** Exercise **
Can you rewrite the lines from the one containing "of the parked" through the last line, inclusive, with "parked car" changed to "delivery van" and nothing else altered?

** Records to use **

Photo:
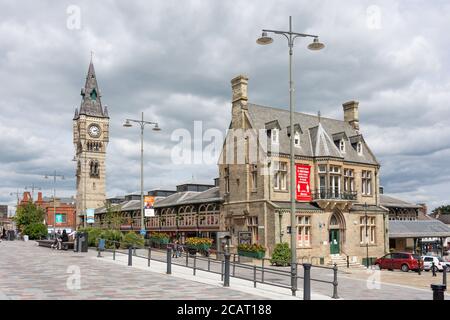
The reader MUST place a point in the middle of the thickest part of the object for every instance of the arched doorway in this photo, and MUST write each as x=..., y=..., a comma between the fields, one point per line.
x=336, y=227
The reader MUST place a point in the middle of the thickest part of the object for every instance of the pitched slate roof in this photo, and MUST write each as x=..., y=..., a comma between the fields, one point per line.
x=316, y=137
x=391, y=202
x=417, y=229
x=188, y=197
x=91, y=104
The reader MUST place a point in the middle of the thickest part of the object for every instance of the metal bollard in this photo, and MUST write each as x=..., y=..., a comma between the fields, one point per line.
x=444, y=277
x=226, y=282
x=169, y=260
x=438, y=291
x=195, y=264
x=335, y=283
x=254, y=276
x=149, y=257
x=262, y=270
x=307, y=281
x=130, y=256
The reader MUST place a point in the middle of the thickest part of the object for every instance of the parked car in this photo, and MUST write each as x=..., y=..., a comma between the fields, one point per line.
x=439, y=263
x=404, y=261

** Completed task **
The reader MUST place a point in the middle of the thickest part of the object for every instance of the delivery van in this photo, and MUST write each as x=..., y=..., a comma between the fields, one point per line.
x=439, y=263
x=404, y=261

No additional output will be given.